DOCUMENT EXTRACT -
......

IMF Executive Board Concludes Armenia's 2018 Financial System Stability Assessment

December 3, 2018

On November 30, 2018, the Executive Board of the International Monetary Fund (IMF) discussed the Financial System Stability Assessment (FSSA) of Armenia. [1]

Armenia’s financial system has expanded further since the 2012 Financial Sector Assessment Program (FSAP). The country’s macroeconomic performance has been satisfactory, and the financial system has been stable. Armenia’s banking sector has weathered the 2014 economic slowdown, aided by additional capital injected by shareholders, several mergers, and improved regulation and supervision. At present, financial soundness indicators show signs of improvement. All banks meet the 12 percent minimum capital requirement. Bank profitability has gradually recovered, although it is still below pre-crisis levels. Nonperforming loans (NPLs) have fallen, of which a substantial proportion is covered by provisions, although NPL ratios are still high in a few banks.

Armenia is a small open highly dollarized economy subject to external shocks. Against this backdrop, the Armenia’s financial system is relatively shallow and dominated by banks. The banking sector’s assets equal about 78 percent of GDP, and subsidiaries of foreign banks make up a sizable proportion of banking assets. Capital markets are thin, and external financing is important for long-term financing, given a small domestic investor base. As illustrated by the stress tests, risks from a high degree of financial dollarization are significant, including credit risks and limited liquidity cushions in foreign currency in the event of external shocks.

Since the 2012 FSAP the CBA has made progress in strengthening Armenia’s financial system. The CBA has adopted measures to mitigate risks from dollarization. Higher risk-weights and provisioning were imposed on dollar assets to absorb the credit risk due to unhedged borrowing. Liquidity requirements were introduced in 2012 to mitigate the higher liquidity risk of foreign exchange funding. At the same time, the CBA has pursued an ambitious agenda to strengthen financial oversight, which includes adopting a risk-based supervision framework and addressing gaps in the regulatory framework identified in the previous FSAP.

......

STORED ROWS -
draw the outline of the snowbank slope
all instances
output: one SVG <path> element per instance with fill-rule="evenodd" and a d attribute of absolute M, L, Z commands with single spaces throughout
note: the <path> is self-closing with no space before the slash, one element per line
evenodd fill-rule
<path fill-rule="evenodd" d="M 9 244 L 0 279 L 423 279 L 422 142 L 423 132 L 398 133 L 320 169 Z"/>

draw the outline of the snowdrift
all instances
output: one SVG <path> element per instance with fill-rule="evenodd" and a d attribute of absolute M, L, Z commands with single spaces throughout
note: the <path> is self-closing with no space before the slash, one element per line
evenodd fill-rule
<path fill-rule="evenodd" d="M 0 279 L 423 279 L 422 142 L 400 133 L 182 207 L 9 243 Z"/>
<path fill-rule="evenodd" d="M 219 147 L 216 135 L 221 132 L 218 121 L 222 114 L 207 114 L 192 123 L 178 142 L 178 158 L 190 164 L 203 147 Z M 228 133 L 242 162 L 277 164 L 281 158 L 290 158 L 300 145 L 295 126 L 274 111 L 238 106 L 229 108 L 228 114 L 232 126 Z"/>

......

WHAT YOU WILL DO -
1 > How would you put this sentence from the IMF release on Armenia's financial system into Spanish: "All banks meet the 12 percent minimum capital requirement."?
2 > Can you carry the IMF release on Armenia's financial system forward, picking up right after its final sentence?

ANSWERS FOR THE EXERCISE -
1 > Todos los bancos cumplen el requisito mínimo de capital del 12 por ciento.

2 >
Executive Board Assessment [2]

Executive Directors agreed with the main findings and recommendations of the Financial System Stability Assessment (FSSA). They welcomed the progress made by the authorities in strengthening financial sector oversight and promoting financial deepening to further enhance financial sector resilience. Directors commended the Central Bank of Armenia (CBA) for the reforms undertaken since the 2012 FSAP review, notably in adopting the prudential measures to mitigate risks from dollarization and upgrading the risk‑based supervision framework. They encouraged the authorities to prioritize reforms, recognizing capacity constraints.

While welcoming the measures already adopted, Directors underlined that vulnerabilities remain from high levels of dollarization and insufficient liquidity cushions in foreign currency. They recommended that the authorities adopt the capital conservation buffer and the surcharge for domestic systemically‑important banks as planned, as well as measures to address credit risk from unhedged foreign exchange exposures, such as the introduction of a stressed debt service to income ratio limit. In addition, Directors advised the gradual introduction of the requirement for banks to maintain reserves in foreign currency for liabilities denominated in foreign currency and the liquidity coverage ratio and net stable funding ratio in Armenian dram and in U.S. dollars. They also emphasized the need to be prepared to implement the countercyclical capital buffer, if the current trend in credit growth persists.

Directors commended the improvements in banking oversight, but noted that shortcomings remain. They called on the authorities to refine the risk‑based supervision framework for a more granular assessment of banks’ capital needs, enforce large exposure limits, and amend the definition of nonperforming and restructured loans in line with international best practices. In addition, Directors encouraged the authorities to implement measures to improve transparency in reporting and accounting by corporations and sub‑national and state‑owned entities.

Directors noted the narrow functions of the Deposit Guarantee Funds and the absence of a true interagency high‑level crisis management committee. They urged the authorities to fully develop all components of the financial safety net and crisis management arrangements in line with international standards and best practices. Given the significant presence of foreign subsidiaries, they stressed the importance of expanding the supervisory memoranda of understanding to include resolution planning of foreign subsidiaries in Armenia.

Directors welcomed the progress in enhancing the AML/CFT framework since the 2015 assessment. They looked forward to continued efforts to address the remaining gaps to align the framework with the Financial Action Task Force standard.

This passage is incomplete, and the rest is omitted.